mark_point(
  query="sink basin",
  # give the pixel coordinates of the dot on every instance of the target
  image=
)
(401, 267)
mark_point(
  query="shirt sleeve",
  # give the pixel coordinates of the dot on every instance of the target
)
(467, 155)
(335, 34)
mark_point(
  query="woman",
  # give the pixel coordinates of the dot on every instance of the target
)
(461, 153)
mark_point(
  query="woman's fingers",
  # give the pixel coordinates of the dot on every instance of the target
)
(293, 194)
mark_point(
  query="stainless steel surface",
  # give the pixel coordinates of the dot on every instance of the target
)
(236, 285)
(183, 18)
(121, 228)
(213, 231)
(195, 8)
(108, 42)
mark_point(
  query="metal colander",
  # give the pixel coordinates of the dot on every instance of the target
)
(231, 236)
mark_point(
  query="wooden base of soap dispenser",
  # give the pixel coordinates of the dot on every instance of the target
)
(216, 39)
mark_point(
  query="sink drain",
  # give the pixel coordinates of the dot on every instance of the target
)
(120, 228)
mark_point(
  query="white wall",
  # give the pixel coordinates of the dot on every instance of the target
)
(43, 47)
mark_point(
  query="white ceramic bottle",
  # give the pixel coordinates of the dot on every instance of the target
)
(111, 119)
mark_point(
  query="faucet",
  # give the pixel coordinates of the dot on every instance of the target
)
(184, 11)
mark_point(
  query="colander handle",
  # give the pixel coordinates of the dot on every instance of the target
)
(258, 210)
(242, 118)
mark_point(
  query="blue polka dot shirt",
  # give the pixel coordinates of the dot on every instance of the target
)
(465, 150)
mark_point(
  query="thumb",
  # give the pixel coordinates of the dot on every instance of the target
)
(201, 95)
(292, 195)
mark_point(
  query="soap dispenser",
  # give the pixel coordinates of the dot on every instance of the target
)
* * * * * * * * *
= TASK INSTRUCTIONS =
Locate each line in the rows above that contains the string "dispenser", matching case exactly, and copy those lines.

= WRITTEN RESPONSE =
  query="wooden base of soap dispenser",
  query="soap dispenser",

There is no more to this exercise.